ENTRIES SUPPLIED
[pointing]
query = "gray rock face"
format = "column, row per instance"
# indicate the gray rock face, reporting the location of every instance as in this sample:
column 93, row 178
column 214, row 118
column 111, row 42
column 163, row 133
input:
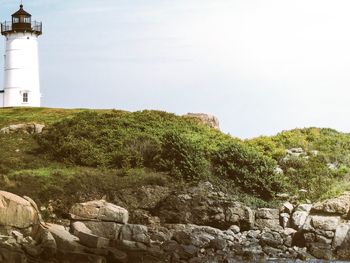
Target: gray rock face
column 210, row 120
column 28, row 128
column 340, row 234
column 87, row 238
column 17, row 212
column 327, row 223
column 335, row 206
column 65, row 240
column 240, row 215
column 267, row 218
column 300, row 215
column 136, row 233
column 100, row 211
column 103, row 229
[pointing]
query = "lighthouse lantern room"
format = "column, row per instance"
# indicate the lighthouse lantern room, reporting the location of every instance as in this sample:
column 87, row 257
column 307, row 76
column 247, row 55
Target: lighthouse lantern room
column 21, row 78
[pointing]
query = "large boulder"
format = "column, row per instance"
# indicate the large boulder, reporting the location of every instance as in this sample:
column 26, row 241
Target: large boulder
column 16, row 212
column 340, row 234
column 267, row 218
column 210, row 120
column 335, row 206
column 65, row 241
column 300, row 215
column 325, row 223
column 28, row 128
column 241, row 215
column 100, row 211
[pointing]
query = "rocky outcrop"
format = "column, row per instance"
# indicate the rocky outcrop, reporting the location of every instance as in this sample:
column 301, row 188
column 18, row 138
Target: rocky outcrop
column 16, row 213
column 209, row 120
column 100, row 211
column 100, row 232
column 28, row 128
column 335, row 206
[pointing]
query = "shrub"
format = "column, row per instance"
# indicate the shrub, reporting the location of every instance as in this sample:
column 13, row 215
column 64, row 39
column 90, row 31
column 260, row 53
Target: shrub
column 249, row 169
column 182, row 158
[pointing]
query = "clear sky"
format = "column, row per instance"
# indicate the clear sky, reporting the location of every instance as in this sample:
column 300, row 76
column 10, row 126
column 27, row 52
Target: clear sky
column 260, row 66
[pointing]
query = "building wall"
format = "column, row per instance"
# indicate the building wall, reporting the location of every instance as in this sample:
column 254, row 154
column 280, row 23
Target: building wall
column 1, row 100
column 21, row 70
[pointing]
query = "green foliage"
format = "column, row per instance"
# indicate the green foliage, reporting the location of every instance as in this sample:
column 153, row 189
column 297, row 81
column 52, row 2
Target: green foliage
column 183, row 158
column 121, row 139
column 156, row 142
column 249, row 169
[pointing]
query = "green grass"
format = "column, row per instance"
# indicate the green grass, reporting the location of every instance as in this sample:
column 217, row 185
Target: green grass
column 39, row 115
column 119, row 142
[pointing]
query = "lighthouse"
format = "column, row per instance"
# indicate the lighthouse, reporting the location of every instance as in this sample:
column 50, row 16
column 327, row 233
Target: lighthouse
column 21, row 69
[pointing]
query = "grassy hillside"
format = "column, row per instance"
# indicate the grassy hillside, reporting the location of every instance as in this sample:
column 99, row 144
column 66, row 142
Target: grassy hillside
column 86, row 154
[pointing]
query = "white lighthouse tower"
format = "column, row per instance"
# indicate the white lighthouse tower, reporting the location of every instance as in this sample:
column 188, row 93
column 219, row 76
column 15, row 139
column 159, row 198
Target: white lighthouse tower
column 21, row 79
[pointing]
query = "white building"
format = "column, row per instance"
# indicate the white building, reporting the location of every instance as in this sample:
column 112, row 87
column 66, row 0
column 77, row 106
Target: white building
column 21, row 78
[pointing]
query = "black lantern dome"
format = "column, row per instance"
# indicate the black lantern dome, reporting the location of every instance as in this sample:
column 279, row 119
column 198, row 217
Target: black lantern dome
column 21, row 22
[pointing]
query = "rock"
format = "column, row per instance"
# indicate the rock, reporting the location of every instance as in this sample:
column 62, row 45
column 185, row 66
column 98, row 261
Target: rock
column 325, row 222
column 340, row 233
column 115, row 255
column 218, row 244
column 18, row 236
column 304, row 208
column 240, row 215
column 335, row 206
column 300, row 215
column 12, row 256
column 16, row 212
column 187, row 251
column 80, row 257
column 343, row 251
column 287, row 207
column 107, row 230
column 65, row 241
column 99, row 210
column 209, row 120
column 266, row 213
column 284, row 219
column 268, row 223
column 136, row 233
column 235, row 229
column 321, row 251
column 28, row 128
column 271, row 239
column 47, row 244
column 87, row 238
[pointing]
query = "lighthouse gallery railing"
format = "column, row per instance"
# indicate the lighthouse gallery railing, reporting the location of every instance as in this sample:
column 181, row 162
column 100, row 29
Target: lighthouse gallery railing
column 36, row 27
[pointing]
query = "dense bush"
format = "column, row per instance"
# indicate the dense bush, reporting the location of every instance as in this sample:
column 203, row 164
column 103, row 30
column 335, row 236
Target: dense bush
column 249, row 169
column 183, row 158
column 126, row 140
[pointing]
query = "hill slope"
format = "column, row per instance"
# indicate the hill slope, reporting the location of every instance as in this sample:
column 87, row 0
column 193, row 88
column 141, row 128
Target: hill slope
column 90, row 153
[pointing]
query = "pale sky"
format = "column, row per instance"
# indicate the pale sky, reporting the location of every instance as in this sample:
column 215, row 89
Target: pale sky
column 260, row 66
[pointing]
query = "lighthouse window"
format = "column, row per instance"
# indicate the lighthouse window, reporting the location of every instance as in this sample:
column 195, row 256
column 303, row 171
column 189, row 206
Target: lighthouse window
column 25, row 97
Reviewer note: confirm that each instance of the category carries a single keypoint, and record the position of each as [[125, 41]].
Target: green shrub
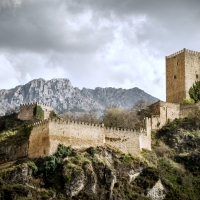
[[188, 101], [33, 166], [38, 112], [127, 158], [194, 91], [53, 114]]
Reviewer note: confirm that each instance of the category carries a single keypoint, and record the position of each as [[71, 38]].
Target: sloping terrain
[[170, 171], [63, 97]]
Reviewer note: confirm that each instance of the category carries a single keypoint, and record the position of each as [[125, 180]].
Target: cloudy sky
[[106, 43]]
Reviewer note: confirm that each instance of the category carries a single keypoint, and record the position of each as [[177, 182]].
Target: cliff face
[[62, 96]]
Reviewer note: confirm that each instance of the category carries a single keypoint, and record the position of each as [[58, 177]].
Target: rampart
[[26, 110], [164, 112], [46, 136]]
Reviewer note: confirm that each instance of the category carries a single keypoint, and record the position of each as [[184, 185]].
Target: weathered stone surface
[[62, 96], [182, 70]]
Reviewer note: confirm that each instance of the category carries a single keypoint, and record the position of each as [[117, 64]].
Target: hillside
[[63, 97], [169, 171]]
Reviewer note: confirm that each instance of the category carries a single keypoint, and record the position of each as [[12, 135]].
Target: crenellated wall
[[48, 134], [26, 110], [39, 142], [76, 134]]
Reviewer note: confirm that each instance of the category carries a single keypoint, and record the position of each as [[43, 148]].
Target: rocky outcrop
[[62, 96]]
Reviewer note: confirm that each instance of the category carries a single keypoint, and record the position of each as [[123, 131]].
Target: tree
[[117, 117], [194, 91]]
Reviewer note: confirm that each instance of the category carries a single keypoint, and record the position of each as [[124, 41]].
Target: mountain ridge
[[63, 97]]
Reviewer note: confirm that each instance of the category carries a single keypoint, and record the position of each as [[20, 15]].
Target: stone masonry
[[182, 70], [26, 110], [47, 134]]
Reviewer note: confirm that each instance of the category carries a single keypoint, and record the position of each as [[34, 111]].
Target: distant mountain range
[[63, 97]]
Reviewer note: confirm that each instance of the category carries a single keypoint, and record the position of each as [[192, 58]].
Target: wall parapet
[[35, 103], [176, 53], [181, 51]]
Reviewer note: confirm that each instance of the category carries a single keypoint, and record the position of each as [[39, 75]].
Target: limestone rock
[[63, 97]]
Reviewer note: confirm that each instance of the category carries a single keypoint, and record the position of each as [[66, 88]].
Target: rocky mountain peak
[[64, 97]]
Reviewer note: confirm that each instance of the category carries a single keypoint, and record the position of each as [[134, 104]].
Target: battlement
[[36, 103], [181, 51], [176, 53], [27, 110], [47, 134]]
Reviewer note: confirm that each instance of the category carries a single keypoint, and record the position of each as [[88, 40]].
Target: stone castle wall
[[182, 70], [162, 113], [78, 135], [46, 136], [39, 142], [175, 77], [26, 110], [192, 69]]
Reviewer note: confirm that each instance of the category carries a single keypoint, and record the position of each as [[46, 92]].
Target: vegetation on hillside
[[174, 160], [38, 113]]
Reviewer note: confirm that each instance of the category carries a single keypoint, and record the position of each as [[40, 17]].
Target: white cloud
[[8, 75], [94, 43]]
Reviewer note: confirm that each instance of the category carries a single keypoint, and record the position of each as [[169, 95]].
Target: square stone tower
[[182, 70]]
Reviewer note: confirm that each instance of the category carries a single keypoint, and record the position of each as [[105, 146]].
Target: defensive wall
[[182, 70], [47, 134], [164, 112], [27, 109]]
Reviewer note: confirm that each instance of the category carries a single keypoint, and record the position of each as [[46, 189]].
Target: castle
[[182, 70], [47, 134]]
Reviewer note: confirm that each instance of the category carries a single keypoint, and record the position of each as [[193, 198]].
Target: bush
[[194, 91], [51, 162], [91, 151], [53, 114], [188, 101], [38, 113], [33, 166]]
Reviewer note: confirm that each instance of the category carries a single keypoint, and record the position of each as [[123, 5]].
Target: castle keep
[[182, 71]]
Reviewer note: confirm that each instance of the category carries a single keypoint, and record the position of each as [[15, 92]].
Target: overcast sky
[[106, 43]]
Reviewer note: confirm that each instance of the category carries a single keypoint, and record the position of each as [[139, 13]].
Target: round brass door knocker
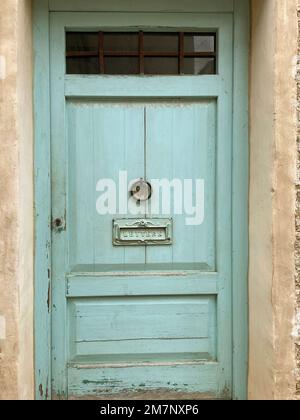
[[141, 190]]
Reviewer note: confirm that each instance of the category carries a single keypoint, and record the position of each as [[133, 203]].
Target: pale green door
[[134, 316]]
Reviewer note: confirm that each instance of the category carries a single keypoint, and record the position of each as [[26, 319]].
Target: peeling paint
[[2, 328]]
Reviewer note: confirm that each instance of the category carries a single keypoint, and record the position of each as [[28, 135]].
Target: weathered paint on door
[[141, 318]]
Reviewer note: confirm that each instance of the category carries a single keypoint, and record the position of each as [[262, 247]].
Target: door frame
[[42, 173]]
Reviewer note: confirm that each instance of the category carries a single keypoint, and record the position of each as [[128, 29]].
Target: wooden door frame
[[42, 171]]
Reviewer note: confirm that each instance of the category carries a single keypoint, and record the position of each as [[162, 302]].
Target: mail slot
[[135, 232]]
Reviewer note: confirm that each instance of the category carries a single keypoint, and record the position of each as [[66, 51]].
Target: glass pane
[[82, 41], [199, 66], [161, 42], [161, 65], [82, 65], [199, 43], [121, 42], [121, 65]]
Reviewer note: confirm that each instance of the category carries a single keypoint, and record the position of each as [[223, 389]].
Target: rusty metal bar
[[181, 53]]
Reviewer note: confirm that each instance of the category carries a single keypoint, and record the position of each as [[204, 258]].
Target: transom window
[[149, 53]]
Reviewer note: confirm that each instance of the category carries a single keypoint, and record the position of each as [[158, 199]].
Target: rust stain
[[49, 296]]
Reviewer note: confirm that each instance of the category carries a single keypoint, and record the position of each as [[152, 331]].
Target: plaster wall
[[272, 357]]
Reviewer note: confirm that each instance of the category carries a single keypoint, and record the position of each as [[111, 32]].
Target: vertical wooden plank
[[141, 52], [183, 134], [101, 54], [59, 165], [240, 198], [42, 308]]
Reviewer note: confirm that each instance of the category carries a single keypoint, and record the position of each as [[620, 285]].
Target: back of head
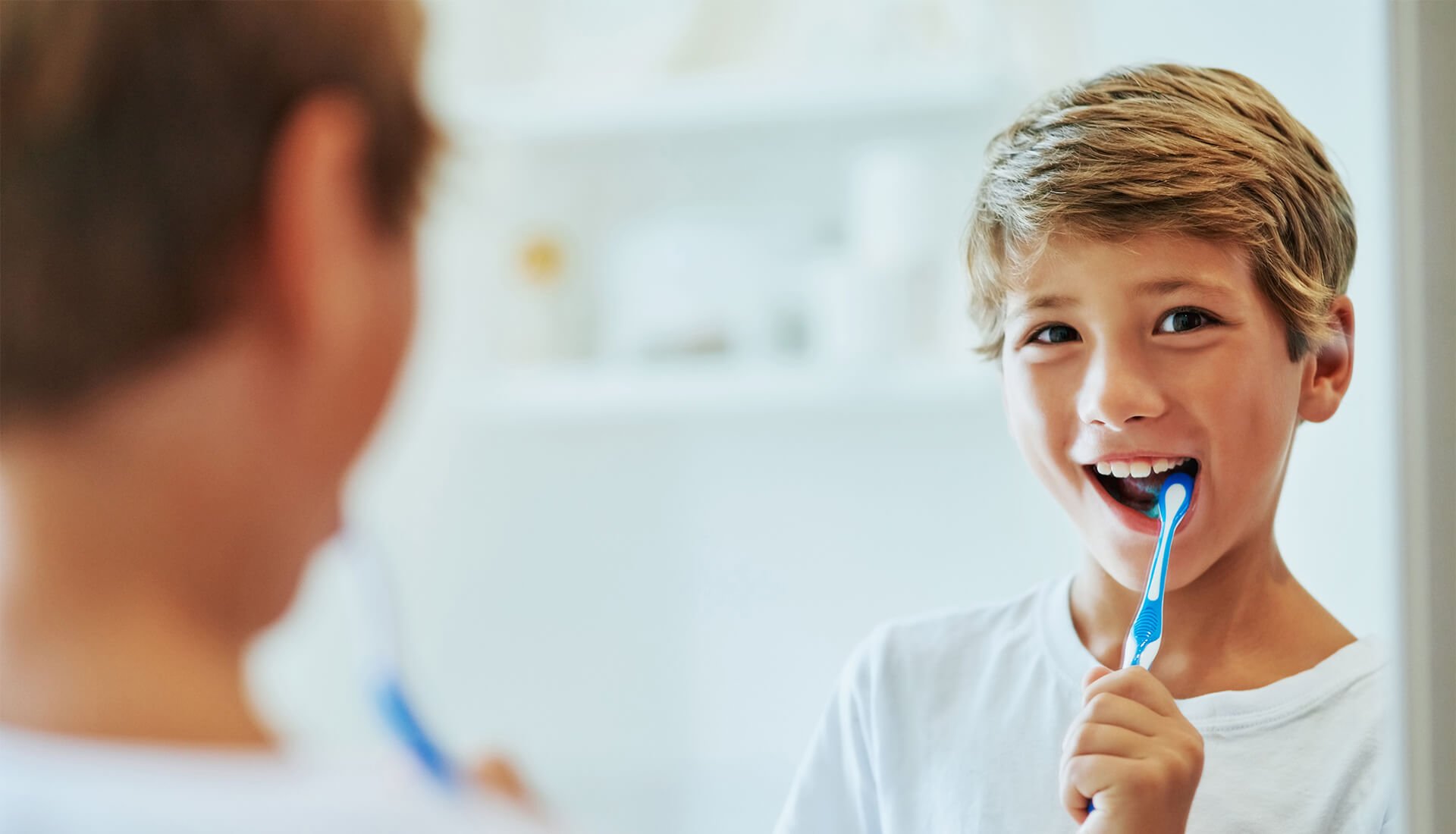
[[136, 142], [1166, 149]]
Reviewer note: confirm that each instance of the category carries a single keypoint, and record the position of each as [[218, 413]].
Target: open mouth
[[1136, 484]]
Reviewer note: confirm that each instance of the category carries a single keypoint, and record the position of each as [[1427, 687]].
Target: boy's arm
[[835, 791]]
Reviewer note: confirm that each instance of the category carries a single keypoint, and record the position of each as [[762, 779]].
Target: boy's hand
[[1133, 753]]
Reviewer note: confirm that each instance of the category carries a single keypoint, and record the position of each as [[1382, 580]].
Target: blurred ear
[[315, 217], [1329, 367]]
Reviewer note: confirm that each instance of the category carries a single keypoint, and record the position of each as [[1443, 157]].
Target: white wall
[[650, 610]]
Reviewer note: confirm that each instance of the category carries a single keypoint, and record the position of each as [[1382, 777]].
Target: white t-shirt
[[60, 785], [954, 723]]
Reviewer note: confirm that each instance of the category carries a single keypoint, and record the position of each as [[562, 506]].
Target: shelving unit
[[593, 393], [715, 102]]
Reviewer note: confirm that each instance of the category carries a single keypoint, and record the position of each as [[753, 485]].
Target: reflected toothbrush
[[386, 677]]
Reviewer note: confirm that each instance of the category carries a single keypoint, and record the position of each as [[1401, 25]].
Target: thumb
[[1095, 674]]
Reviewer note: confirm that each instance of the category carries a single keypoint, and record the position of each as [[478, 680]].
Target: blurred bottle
[[546, 312], [877, 297]]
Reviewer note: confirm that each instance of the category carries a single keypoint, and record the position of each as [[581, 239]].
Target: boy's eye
[[1053, 335], [1185, 319]]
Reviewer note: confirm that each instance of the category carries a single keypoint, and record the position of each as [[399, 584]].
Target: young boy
[[1159, 259], [207, 291]]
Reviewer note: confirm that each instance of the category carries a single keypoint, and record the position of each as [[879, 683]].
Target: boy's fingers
[[497, 775], [1084, 778], [1138, 685], [1107, 707], [1106, 740]]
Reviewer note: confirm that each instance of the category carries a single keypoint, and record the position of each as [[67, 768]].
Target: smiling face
[[1126, 357]]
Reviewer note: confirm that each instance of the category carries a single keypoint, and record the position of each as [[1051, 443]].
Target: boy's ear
[[315, 215], [1329, 367]]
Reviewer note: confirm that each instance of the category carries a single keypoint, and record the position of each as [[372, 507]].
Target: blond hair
[[1166, 149]]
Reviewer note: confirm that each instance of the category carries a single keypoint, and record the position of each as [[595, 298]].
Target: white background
[[642, 581]]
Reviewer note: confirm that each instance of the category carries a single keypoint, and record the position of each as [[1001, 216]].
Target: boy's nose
[[1119, 390]]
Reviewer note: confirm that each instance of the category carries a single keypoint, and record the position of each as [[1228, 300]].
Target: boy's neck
[[1242, 625], [130, 581], [118, 667]]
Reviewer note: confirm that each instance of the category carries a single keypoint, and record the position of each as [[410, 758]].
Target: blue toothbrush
[[1147, 634], [386, 679]]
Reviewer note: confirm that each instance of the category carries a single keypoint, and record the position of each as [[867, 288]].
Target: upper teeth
[[1139, 468]]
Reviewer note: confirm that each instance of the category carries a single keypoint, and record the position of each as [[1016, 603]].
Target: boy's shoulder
[[949, 644]]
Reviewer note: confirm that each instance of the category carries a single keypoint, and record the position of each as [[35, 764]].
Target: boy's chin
[[1128, 568]]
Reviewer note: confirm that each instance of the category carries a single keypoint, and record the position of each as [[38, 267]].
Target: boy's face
[[1133, 356]]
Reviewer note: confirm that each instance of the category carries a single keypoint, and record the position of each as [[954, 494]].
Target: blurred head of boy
[[207, 293], [1159, 259]]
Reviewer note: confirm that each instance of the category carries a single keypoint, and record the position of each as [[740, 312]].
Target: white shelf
[[715, 102], [595, 393]]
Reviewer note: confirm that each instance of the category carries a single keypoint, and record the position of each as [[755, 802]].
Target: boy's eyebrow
[[1049, 302], [1172, 284], [1152, 287]]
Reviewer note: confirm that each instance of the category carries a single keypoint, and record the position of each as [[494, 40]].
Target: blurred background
[[692, 405]]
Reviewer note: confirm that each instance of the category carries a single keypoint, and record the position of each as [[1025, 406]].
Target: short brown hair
[[1166, 149], [136, 143]]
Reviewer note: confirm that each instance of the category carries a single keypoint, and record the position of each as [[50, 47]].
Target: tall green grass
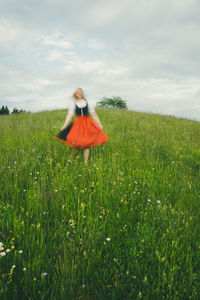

TASK DESCRIPTION
Recast the stretch of rows above that opens with the line containing "as [[117, 64]]." and closes with the line containing "[[48, 134], [26, 110], [39, 142], [76, 134]]" as a JSON list of strings, one string per line with both end lines included and blank lines left out.

IN RESPONSE
[
  "Reviewer note: confirm that each instance of the category carries a single keypoint, and record the position of each as [[117, 64]].",
  "Target: hillside",
  "[[63, 97], [169, 171]]",
  "Reviewer note: confirm that each instance of the category carries a single keypoint, and record the position of each as [[12, 135]].",
  "Target: crenellated wall",
  "[[48, 134], [26, 110], [39, 142], [76, 134]]"
]